• Required work: Emit a verbatim copy of the lines below from the line with "[locate] purple lavender" through the line with "[locate] thorny stem", excluding pictures and everything outside that range.

• Dataset entries:
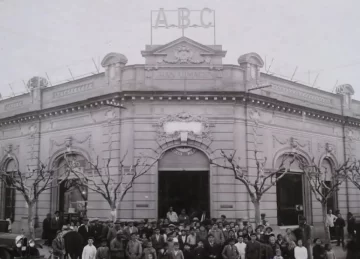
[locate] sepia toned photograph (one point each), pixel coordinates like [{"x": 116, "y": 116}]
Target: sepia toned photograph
[{"x": 179, "y": 129}]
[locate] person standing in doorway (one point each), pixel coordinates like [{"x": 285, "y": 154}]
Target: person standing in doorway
[
  {"x": 339, "y": 229},
  {"x": 89, "y": 251},
  {"x": 183, "y": 217},
  {"x": 305, "y": 235},
  {"x": 212, "y": 249},
  {"x": 330, "y": 220},
  {"x": 55, "y": 224},
  {"x": 253, "y": 248},
  {"x": 46, "y": 235},
  {"x": 133, "y": 248},
  {"x": 172, "y": 216}
]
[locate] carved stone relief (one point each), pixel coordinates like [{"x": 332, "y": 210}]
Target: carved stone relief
[
  {"x": 329, "y": 148},
  {"x": 292, "y": 142},
  {"x": 68, "y": 141},
  {"x": 185, "y": 55},
  {"x": 183, "y": 125}
]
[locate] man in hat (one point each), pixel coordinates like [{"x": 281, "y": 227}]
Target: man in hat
[
  {"x": 230, "y": 251},
  {"x": 133, "y": 248},
  {"x": 89, "y": 251},
  {"x": 103, "y": 252},
  {"x": 217, "y": 234},
  {"x": 117, "y": 247},
  {"x": 304, "y": 233},
  {"x": 84, "y": 230},
  {"x": 182, "y": 239},
  {"x": 263, "y": 220},
  {"x": 172, "y": 216},
  {"x": 58, "y": 246},
  {"x": 212, "y": 249},
  {"x": 253, "y": 248},
  {"x": 130, "y": 229},
  {"x": 55, "y": 224},
  {"x": 157, "y": 240}
]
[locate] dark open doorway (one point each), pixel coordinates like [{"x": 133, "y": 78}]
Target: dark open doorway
[
  {"x": 290, "y": 200},
  {"x": 183, "y": 190}
]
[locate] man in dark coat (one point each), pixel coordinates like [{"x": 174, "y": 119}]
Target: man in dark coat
[
  {"x": 55, "y": 224},
  {"x": 73, "y": 244},
  {"x": 157, "y": 240},
  {"x": 84, "y": 231},
  {"x": 46, "y": 235},
  {"x": 304, "y": 233},
  {"x": 212, "y": 249},
  {"x": 339, "y": 229},
  {"x": 253, "y": 248}
]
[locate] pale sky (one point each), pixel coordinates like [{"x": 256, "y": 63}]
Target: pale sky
[{"x": 48, "y": 36}]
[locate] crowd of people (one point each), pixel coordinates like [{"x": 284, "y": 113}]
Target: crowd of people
[{"x": 183, "y": 237}]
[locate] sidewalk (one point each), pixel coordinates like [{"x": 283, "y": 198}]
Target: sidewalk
[{"x": 339, "y": 252}]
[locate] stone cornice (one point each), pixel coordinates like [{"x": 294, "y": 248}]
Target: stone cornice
[{"x": 121, "y": 99}]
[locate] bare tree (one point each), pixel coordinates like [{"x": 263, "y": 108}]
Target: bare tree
[
  {"x": 112, "y": 188},
  {"x": 31, "y": 185},
  {"x": 354, "y": 174},
  {"x": 263, "y": 180},
  {"x": 318, "y": 179}
]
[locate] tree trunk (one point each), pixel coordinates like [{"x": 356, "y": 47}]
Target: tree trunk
[
  {"x": 257, "y": 211},
  {"x": 113, "y": 212},
  {"x": 31, "y": 207},
  {"x": 326, "y": 228}
]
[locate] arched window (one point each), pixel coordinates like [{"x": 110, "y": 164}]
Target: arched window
[
  {"x": 327, "y": 165},
  {"x": 290, "y": 193},
  {"x": 8, "y": 192},
  {"x": 72, "y": 200}
]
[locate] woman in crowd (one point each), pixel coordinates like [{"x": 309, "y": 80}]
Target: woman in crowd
[{"x": 318, "y": 249}]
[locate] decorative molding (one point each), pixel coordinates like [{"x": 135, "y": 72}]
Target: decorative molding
[
  {"x": 69, "y": 141},
  {"x": 304, "y": 95},
  {"x": 13, "y": 106},
  {"x": 184, "y": 151},
  {"x": 329, "y": 148},
  {"x": 10, "y": 149},
  {"x": 203, "y": 131},
  {"x": 184, "y": 55},
  {"x": 292, "y": 142},
  {"x": 73, "y": 90}
]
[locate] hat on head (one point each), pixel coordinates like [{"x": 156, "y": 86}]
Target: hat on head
[{"x": 268, "y": 228}]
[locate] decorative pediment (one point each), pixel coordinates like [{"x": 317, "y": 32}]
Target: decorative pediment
[
  {"x": 183, "y": 51},
  {"x": 183, "y": 126}
]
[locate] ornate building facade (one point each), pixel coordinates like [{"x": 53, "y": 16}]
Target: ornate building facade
[{"x": 186, "y": 105}]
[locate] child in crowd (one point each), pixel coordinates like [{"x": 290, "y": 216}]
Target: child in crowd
[
  {"x": 188, "y": 254},
  {"x": 103, "y": 251},
  {"x": 89, "y": 251},
  {"x": 177, "y": 253},
  {"x": 149, "y": 251},
  {"x": 278, "y": 254},
  {"x": 318, "y": 249},
  {"x": 199, "y": 252},
  {"x": 241, "y": 246},
  {"x": 329, "y": 252},
  {"x": 300, "y": 251}
]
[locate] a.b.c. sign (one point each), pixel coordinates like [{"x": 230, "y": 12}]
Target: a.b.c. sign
[{"x": 185, "y": 18}]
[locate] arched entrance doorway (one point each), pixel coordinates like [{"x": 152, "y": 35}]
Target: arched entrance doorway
[
  {"x": 70, "y": 196},
  {"x": 184, "y": 181},
  {"x": 8, "y": 193},
  {"x": 293, "y": 194}
]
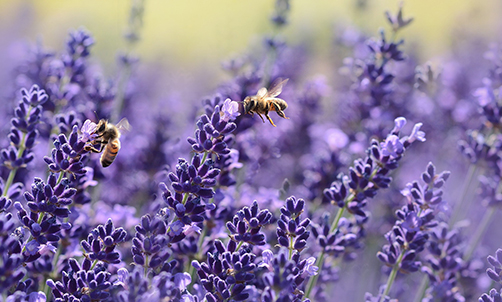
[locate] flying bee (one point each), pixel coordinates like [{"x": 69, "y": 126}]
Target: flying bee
[
  {"x": 107, "y": 136},
  {"x": 265, "y": 101}
]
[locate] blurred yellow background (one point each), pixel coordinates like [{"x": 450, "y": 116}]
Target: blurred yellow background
[{"x": 191, "y": 33}]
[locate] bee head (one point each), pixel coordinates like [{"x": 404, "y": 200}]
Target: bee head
[
  {"x": 248, "y": 104},
  {"x": 101, "y": 127}
]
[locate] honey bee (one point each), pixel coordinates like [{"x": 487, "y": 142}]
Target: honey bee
[
  {"x": 108, "y": 137},
  {"x": 265, "y": 101}
]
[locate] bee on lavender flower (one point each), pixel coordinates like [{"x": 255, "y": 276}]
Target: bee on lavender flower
[
  {"x": 265, "y": 101},
  {"x": 107, "y": 136}
]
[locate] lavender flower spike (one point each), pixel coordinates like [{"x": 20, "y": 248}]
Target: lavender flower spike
[
  {"x": 229, "y": 110},
  {"x": 416, "y": 134},
  {"x": 88, "y": 131}
]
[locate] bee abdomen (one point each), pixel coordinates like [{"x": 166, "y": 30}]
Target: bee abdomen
[{"x": 110, "y": 153}]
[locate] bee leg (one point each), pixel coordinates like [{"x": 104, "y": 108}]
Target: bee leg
[
  {"x": 270, "y": 120},
  {"x": 260, "y": 117},
  {"x": 280, "y": 112},
  {"x": 92, "y": 149}
]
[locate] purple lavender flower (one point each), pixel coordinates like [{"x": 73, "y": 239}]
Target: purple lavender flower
[
  {"x": 247, "y": 224},
  {"x": 411, "y": 230},
  {"x": 226, "y": 272},
  {"x": 24, "y": 133},
  {"x": 83, "y": 282},
  {"x": 229, "y": 110},
  {"x": 88, "y": 131},
  {"x": 150, "y": 245},
  {"x": 102, "y": 242}
]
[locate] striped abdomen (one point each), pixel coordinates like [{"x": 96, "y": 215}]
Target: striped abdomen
[{"x": 110, "y": 152}]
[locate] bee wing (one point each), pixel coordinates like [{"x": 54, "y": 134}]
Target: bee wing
[
  {"x": 276, "y": 87},
  {"x": 262, "y": 92},
  {"x": 123, "y": 125}
]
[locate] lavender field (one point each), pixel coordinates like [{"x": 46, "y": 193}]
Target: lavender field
[{"x": 376, "y": 179}]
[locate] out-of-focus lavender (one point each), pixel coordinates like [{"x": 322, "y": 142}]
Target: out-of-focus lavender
[{"x": 209, "y": 203}]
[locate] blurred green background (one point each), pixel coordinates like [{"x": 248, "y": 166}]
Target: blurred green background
[{"x": 189, "y": 35}]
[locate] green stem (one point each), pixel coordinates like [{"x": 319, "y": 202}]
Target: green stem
[
  {"x": 479, "y": 233},
  {"x": 392, "y": 276},
  {"x": 421, "y": 290},
  {"x": 189, "y": 267},
  {"x": 146, "y": 265},
  {"x": 290, "y": 247},
  {"x": 204, "y": 157},
  {"x": 320, "y": 260},
  {"x": 9, "y": 181},
  {"x": 239, "y": 246},
  {"x": 60, "y": 177},
  {"x": 94, "y": 264},
  {"x": 20, "y": 152},
  {"x": 465, "y": 187}
]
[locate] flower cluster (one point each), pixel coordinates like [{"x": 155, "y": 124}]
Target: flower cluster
[
  {"x": 226, "y": 272},
  {"x": 415, "y": 221},
  {"x": 24, "y": 131},
  {"x": 246, "y": 225},
  {"x": 247, "y": 211}
]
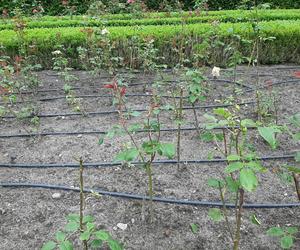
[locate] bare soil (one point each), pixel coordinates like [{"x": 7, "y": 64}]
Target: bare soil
[{"x": 30, "y": 217}]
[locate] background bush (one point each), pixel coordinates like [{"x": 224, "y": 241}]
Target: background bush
[{"x": 55, "y": 7}]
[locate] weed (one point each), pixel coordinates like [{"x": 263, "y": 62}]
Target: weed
[{"x": 82, "y": 226}]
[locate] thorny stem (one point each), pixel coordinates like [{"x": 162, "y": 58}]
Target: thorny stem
[
  {"x": 179, "y": 117},
  {"x": 196, "y": 120},
  {"x": 225, "y": 212},
  {"x": 85, "y": 245},
  {"x": 225, "y": 142},
  {"x": 239, "y": 221},
  {"x": 150, "y": 186},
  {"x": 297, "y": 185}
]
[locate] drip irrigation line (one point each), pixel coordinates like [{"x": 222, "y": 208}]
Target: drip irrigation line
[
  {"x": 210, "y": 106},
  {"x": 5, "y": 136},
  {"x": 113, "y": 164},
  {"x": 273, "y": 84},
  {"x": 155, "y": 198},
  {"x": 107, "y": 96},
  {"x": 129, "y": 85}
]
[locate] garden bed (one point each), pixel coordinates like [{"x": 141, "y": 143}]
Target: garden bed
[{"x": 30, "y": 217}]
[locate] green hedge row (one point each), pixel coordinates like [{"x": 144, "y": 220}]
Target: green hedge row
[
  {"x": 286, "y": 47},
  {"x": 55, "y": 7},
  {"x": 160, "y": 15},
  {"x": 237, "y": 16}
]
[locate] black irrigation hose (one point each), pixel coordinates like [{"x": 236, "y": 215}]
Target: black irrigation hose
[
  {"x": 138, "y": 110},
  {"x": 129, "y": 85},
  {"x": 6, "y": 136},
  {"x": 155, "y": 199},
  {"x": 106, "y": 96},
  {"x": 272, "y": 85},
  {"x": 112, "y": 164}
]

• Answer space:
[locate] purple lavender flower (one point each), pixel coordinates like [{"x": 73, "y": 239}]
Target: purple lavender flower
[
  {"x": 247, "y": 224},
  {"x": 411, "y": 230},
  {"x": 226, "y": 272},
  {"x": 24, "y": 133},
  {"x": 83, "y": 282},
  {"x": 229, "y": 110},
  {"x": 88, "y": 131},
  {"x": 150, "y": 245},
  {"x": 102, "y": 242}
]
[locate] striped abdomen (one point each), pixel coordinates like [{"x": 96, "y": 215}]
Target: striped abdomen
[{"x": 110, "y": 152}]
[locate] bee wing (one point each), pixel coordinates like [{"x": 54, "y": 134}]
Target: bee wing
[
  {"x": 276, "y": 87},
  {"x": 262, "y": 92},
  {"x": 123, "y": 125}
]
[locate] lavender field (one point each), pixel coordinates like [{"x": 46, "y": 193}]
Target: lavender field
[{"x": 376, "y": 179}]
[locate] out-of-focus lavender (one point each), pixel coordinates like [{"x": 322, "y": 142}]
Target: out-of-focus lavender
[{"x": 209, "y": 203}]
[locate] blurred green background (one point each), pixel coordinates like [{"x": 248, "y": 166}]
Target: blurred green background
[{"x": 189, "y": 35}]
[locate] green stem (one point each), pixel coordinates like [{"x": 319, "y": 202}]
Target: green stem
[
  {"x": 479, "y": 233},
  {"x": 392, "y": 276},
  {"x": 421, "y": 290},
  {"x": 189, "y": 267},
  {"x": 146, "y": 265},
  {"x": 290, "y": 247},
  {"x": 204, "y": 157},
  {"x": 320, "y": 260},
  {"x": 9, "y": 181},
  {"x": 239, "y": 246},
  {"x": 60, "y": 177},
  {"x": 94, "y": 264},
  {"x": 20, "y": 152},
  {"x": 465, "y": 187}
]
[locate] flower cluster (one point each), pixel coordinates like [{"x": 155, "y": 124}]
Target: flower cluster
[
  {"x": 226, "y": 272},
  {"x": 415, "y": 221},
  {"x": 24, "y": 131},
  {"x": 246, "y": 225},
  {"x": 247, "y": 211}
]
[locate] bare soil (one point each), pixel coordinates like [{"x": 7, "y": 64}]
Target: bare soil
[{"x": 30, "y": 217}]
[locate] background bush (one point each), pixel coordinates like [{"x": 224, "y": 241}]
Target: background bush
[{"x": 55, "y": 7}]
[locate] weed (one point each), pixel coordinates like [{"x": 263, "y": 62}]
Target: weed
[{"x": 82, "y": 226}]
[locate] thorny stem (one point each), pixel coordinates like [{"x": 162, "y": 58}]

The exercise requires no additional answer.